── Dataset excerpts ──

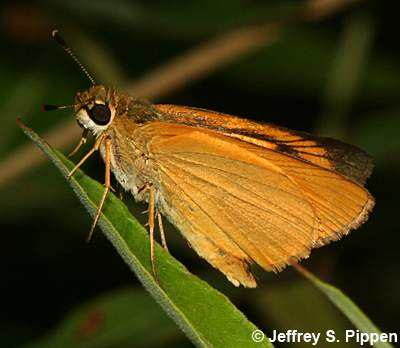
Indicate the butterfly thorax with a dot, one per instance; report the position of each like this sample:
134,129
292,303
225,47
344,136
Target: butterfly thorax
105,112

───
── Dataset excerpts ──

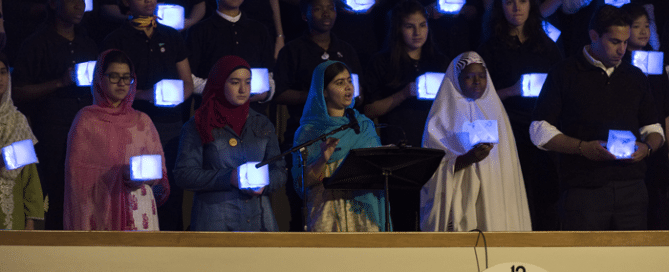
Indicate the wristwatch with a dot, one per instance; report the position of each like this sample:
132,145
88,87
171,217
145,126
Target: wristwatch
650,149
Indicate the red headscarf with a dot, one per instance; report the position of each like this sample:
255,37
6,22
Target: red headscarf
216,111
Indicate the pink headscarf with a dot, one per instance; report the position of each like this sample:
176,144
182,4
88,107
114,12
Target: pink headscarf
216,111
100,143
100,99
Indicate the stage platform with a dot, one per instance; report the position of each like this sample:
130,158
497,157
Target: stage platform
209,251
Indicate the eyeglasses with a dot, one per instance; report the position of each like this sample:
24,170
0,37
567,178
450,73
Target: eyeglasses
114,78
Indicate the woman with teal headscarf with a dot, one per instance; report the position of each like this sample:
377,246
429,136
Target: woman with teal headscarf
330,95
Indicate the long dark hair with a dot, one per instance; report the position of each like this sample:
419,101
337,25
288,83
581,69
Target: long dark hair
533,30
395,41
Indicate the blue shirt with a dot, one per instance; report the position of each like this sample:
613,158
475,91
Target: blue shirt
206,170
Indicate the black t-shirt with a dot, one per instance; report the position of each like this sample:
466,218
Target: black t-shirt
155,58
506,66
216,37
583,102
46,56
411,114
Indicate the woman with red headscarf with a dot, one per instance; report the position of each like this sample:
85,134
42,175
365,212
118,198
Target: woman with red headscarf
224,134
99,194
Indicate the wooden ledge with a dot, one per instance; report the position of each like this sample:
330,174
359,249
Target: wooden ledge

───

▸ **Written task**: Please recast the lines starting at the one that contains "Indicate the black" and ending at the one that contains "Target: wooden ledge", both included, as a JSON list of strings with one string per line and blank lines left out.

▸ **Answer to the exercise**:
[
  "Indicate the black t-shirt with a dot, one per instance; report the position of each like this sample:",
  "466,218",
  "Target: black t-shirt",
  "155,58",
  "506,66",
  "216,37",
  "583,102",
  "46,56",
  "411,114",
  "Indicate the woman with red headscarf with a dot, one per instance; report the position of each like this sample:",
  "85,134",
  "42,175",
  "365,212",
  "118,198",
  "Target: woman with red headscarf",
  "224,134",
  "99,194",
  "Indicate the wooden ledge with a dot, one per instance; report the position of each like this sample:",
  "330,174",
  "359,249",
  "Target: wooden ledge"
]